*Task statement*. Of the lines in the data below, write out exactly those from the one holding "Target: brown leather collar" through the one holding "Spot the tree trunk", both included.
*** Opening Data for analysis ***
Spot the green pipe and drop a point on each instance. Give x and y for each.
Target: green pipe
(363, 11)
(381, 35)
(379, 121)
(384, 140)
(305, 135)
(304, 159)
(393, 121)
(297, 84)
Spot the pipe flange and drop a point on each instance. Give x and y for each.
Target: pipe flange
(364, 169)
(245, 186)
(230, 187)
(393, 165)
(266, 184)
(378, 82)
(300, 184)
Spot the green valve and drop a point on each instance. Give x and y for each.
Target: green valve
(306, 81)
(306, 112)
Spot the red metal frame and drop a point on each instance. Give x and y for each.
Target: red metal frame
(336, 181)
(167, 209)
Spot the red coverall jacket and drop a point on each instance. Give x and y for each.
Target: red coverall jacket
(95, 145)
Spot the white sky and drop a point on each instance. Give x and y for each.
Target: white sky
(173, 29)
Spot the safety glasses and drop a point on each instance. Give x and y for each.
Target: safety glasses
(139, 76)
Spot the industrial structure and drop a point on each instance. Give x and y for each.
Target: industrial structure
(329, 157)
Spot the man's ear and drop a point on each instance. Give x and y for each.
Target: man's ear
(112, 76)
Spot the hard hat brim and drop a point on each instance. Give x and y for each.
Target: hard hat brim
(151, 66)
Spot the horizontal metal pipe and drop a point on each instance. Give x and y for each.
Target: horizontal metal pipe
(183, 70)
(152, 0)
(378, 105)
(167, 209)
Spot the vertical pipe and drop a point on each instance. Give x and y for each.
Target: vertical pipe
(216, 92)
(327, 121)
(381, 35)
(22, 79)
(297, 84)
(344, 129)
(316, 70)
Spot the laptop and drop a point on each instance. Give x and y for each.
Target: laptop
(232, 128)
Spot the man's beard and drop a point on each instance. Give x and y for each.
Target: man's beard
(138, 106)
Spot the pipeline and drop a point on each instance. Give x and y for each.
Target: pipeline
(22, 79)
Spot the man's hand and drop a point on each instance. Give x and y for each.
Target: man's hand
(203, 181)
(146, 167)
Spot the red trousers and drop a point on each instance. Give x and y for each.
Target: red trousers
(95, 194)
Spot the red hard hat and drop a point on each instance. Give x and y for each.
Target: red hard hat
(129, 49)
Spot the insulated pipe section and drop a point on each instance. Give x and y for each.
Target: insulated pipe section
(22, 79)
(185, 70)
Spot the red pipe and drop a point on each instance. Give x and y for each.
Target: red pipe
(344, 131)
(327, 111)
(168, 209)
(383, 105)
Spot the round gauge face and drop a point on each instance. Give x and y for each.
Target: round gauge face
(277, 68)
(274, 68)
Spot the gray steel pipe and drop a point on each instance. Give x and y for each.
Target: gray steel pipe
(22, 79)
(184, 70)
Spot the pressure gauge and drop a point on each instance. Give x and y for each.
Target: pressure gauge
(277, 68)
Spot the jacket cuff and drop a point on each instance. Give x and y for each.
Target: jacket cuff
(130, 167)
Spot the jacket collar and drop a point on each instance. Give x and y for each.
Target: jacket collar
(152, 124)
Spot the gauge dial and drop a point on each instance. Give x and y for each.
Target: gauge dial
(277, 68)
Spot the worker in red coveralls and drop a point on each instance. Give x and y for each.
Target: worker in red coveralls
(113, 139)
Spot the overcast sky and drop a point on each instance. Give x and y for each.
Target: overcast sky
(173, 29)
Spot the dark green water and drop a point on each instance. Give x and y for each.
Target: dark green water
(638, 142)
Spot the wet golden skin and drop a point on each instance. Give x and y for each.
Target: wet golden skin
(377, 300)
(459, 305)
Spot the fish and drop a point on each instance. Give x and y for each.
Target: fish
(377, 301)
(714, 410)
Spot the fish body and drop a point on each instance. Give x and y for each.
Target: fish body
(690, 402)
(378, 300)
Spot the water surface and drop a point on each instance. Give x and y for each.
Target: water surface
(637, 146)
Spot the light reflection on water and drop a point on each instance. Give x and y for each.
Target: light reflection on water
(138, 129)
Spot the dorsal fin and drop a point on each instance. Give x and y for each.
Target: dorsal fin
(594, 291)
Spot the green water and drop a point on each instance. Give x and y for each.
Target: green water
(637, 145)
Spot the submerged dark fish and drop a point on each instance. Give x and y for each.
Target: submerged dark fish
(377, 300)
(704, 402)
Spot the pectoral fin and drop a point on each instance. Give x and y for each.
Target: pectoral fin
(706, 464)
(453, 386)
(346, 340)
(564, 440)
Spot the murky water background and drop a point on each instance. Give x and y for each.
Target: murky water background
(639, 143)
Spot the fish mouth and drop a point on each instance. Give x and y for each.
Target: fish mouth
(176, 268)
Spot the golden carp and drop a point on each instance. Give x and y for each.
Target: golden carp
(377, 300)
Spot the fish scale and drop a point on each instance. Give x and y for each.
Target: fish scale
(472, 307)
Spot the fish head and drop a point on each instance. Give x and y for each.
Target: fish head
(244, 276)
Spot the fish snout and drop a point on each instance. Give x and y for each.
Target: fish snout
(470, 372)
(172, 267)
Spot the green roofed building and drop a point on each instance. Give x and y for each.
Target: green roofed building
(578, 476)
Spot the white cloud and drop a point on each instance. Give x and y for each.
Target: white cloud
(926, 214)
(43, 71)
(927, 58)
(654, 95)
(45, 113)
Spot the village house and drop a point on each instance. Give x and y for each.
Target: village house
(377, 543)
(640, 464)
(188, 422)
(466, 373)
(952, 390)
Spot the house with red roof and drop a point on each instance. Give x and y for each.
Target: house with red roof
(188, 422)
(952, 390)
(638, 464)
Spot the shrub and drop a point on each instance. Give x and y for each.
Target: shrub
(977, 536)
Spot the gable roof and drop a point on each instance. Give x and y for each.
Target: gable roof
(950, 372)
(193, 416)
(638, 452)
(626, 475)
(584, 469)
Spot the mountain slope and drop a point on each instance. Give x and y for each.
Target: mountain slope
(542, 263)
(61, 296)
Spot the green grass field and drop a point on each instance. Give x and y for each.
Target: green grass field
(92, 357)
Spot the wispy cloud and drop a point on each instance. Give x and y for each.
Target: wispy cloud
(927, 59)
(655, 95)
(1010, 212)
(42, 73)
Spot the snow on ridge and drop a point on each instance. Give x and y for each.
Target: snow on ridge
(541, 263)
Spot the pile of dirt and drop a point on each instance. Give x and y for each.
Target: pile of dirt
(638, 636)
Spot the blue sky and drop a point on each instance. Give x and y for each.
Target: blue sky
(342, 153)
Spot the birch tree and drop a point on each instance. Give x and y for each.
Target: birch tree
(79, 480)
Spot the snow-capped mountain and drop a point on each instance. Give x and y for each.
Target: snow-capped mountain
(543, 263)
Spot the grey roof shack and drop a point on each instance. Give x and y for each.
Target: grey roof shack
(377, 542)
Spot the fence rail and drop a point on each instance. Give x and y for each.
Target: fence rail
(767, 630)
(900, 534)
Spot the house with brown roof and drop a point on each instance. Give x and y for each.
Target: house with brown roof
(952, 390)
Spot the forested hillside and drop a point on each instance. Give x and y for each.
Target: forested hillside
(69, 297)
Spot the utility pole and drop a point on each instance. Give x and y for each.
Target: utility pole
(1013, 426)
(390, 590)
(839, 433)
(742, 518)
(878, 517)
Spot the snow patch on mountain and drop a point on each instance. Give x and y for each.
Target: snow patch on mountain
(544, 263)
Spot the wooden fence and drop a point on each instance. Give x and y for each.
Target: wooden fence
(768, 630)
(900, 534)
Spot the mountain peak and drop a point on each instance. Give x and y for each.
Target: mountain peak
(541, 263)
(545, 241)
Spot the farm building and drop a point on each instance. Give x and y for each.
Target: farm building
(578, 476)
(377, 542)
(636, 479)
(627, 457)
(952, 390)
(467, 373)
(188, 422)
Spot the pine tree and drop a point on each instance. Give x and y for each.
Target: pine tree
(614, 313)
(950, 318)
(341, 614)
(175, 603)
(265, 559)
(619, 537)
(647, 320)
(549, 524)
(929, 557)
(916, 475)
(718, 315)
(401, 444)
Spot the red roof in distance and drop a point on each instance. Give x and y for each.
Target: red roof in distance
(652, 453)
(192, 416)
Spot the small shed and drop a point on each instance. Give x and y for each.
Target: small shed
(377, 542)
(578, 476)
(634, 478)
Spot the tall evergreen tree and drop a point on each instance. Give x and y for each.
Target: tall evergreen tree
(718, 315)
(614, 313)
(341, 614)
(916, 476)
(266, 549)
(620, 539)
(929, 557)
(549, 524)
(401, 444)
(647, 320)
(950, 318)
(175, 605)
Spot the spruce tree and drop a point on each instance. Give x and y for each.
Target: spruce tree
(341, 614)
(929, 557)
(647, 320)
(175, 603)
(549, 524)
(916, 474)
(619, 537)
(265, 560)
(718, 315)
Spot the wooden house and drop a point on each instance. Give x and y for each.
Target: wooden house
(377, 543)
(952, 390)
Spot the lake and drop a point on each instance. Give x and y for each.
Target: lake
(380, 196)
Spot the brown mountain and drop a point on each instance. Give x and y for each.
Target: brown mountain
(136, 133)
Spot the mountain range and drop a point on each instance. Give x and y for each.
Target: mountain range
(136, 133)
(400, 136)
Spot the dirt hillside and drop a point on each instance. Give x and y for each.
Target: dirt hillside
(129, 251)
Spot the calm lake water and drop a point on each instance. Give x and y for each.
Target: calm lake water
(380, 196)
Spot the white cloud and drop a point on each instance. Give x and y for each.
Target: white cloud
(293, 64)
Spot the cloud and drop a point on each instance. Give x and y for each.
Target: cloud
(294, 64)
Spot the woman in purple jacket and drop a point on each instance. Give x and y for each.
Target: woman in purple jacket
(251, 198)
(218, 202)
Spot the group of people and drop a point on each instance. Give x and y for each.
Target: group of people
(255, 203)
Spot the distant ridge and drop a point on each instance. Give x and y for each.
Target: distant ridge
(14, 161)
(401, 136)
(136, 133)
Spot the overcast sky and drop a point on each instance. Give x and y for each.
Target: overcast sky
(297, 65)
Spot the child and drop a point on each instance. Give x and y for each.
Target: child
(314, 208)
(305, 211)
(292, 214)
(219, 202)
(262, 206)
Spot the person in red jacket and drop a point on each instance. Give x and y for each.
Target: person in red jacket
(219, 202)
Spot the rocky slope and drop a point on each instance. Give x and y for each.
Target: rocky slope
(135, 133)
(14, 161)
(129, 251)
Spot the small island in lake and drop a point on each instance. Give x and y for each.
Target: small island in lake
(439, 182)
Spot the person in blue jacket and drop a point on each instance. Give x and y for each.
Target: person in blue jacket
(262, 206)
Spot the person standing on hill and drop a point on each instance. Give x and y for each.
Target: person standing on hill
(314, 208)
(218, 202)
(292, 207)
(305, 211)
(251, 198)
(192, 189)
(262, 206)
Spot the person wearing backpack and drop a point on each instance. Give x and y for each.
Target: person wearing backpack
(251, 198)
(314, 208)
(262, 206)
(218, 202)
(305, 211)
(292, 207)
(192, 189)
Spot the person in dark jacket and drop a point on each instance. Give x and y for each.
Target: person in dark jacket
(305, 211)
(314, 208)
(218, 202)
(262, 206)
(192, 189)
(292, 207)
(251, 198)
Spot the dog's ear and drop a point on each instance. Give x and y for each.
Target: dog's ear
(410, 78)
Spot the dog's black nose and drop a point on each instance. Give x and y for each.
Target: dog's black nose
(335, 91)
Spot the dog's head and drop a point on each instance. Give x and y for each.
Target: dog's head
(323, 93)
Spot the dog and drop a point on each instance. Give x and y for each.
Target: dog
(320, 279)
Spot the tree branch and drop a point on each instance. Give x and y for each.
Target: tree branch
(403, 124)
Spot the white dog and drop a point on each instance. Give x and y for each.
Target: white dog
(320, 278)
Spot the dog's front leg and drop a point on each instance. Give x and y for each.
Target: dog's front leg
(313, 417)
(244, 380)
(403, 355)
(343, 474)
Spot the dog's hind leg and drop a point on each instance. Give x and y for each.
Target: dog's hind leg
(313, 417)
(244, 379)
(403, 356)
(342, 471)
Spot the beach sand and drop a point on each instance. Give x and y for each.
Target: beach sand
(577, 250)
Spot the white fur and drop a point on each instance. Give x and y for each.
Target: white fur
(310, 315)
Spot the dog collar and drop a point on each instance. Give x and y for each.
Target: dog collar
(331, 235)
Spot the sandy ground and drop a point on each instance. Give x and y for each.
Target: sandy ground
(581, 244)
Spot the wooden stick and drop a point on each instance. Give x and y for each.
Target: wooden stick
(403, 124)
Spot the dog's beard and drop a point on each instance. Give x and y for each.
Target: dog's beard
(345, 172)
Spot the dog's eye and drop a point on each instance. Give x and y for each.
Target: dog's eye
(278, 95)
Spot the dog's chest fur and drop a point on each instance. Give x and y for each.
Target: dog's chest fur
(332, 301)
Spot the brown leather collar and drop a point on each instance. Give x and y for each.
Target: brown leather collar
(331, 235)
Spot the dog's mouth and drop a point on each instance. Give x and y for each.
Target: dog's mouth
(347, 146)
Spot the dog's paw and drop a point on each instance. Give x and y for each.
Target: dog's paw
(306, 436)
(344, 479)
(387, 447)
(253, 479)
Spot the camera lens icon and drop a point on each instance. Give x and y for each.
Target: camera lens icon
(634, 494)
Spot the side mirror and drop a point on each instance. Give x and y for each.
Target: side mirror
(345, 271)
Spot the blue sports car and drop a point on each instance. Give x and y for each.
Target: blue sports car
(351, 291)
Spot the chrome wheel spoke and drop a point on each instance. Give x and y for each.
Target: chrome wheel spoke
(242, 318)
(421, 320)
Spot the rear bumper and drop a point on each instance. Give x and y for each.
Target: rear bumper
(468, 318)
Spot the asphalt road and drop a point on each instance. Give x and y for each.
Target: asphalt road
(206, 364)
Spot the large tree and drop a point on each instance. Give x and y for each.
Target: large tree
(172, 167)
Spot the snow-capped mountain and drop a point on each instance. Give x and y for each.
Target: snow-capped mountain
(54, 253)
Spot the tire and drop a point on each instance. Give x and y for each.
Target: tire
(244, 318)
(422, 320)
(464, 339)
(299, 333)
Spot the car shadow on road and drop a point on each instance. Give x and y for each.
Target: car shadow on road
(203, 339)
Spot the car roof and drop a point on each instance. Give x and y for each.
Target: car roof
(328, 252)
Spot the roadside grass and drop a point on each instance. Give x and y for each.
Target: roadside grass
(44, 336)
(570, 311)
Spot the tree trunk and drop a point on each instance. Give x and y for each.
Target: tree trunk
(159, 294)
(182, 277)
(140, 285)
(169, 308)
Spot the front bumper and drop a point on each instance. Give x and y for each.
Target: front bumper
*** Closing Data for analysis ***
*Result below*.
Target: brown leather collar
(331, 235)
Spot the dog's mouth and drop a point on each instance. Give x and y for each.
Target: dog's mouth
(347, 146)
Spot the dog's paw and drop a point on each instance. Give x and y for each.
Target: dog's paw
(306, 436)
(344, 479)
(387, 447)
(253, 479)
Spot the camera lens icon and drop a point on each instance. Give x and y for each.
Target: camera lens icon
(634, 494)
Spot the side mirror and drop a point on each instance. Give x and y for each.
Target: side mirror
(345, 271)
Spot the blue sports car and drop a point on each instance. Give x and y for each.
Target: blue sports car
(351, 291)
Spot the chrome wheel spoke and drop a point on each instance. Give x and y for each.
Target: chrome wheel spoke
(242, 318)
(421, 320)
Spot the rear bumper and drop a point on each instance. Give x and y for each.
Target: rear bumper
(468, 318)
Spot the asphalt road and drop a point on each instance. Give x and y for each.
Target: asphalt road
(206, 364)
Spot the large tree and drop a point on each instance. Give x and y for each.
Target: large tree
(172, 167)
Spot the snow-capped mountain and drop a point on each instance. Give x and y for each.
Target: snow-capped mountain
(54, 253)
Spot the tire and drop a point on each instance. Give x and y for each.
Target: tire
(244, 318)
(422, 320)
(464, 339)
(299, 333)
Spot the car shadow on road and drop a point on each instance. Give x and y for each.
Target: car shadow on road
(203, 339)
Spot the car roof and drop a point on each instance. Give x and y for each.
Target: car roof
(328, 252)
Spot the roadside grass and drop a point on each instance. Give x and y for each.
Target: roadside grass
(44, 336)
(570, 311)
Spot the tree trunk and drop a point on each instance. Give x and y for each.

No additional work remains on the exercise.